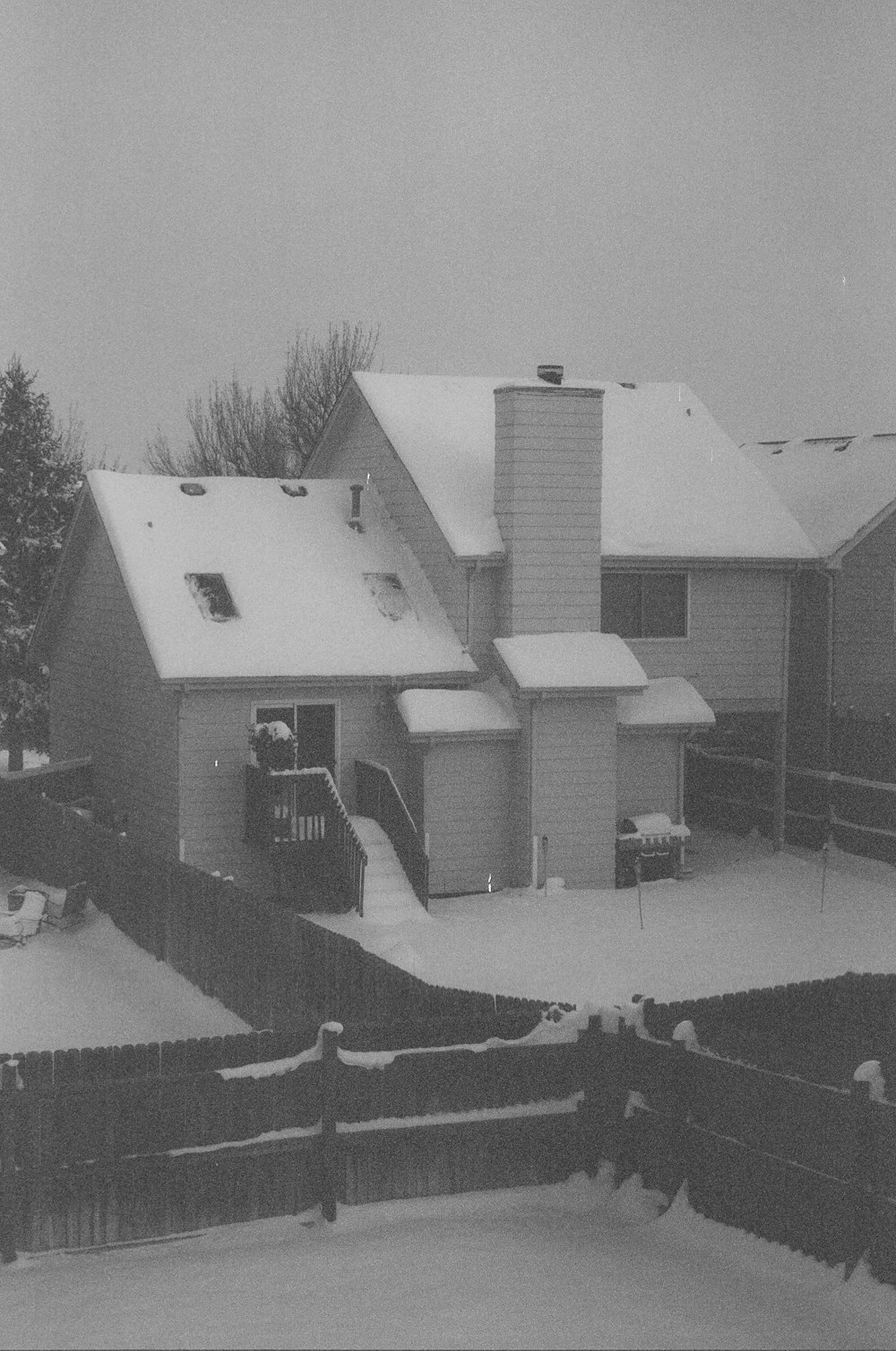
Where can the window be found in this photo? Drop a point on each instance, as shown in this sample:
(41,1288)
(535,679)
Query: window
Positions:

What you should do: The material must be restated verbatim. Its pictures must be omitted.

Result for this task:
Where can the window be found in this photo? Drop a point on each instance, as shown in this sample:
(41,1288)
(535,679)
Query: window
Positions:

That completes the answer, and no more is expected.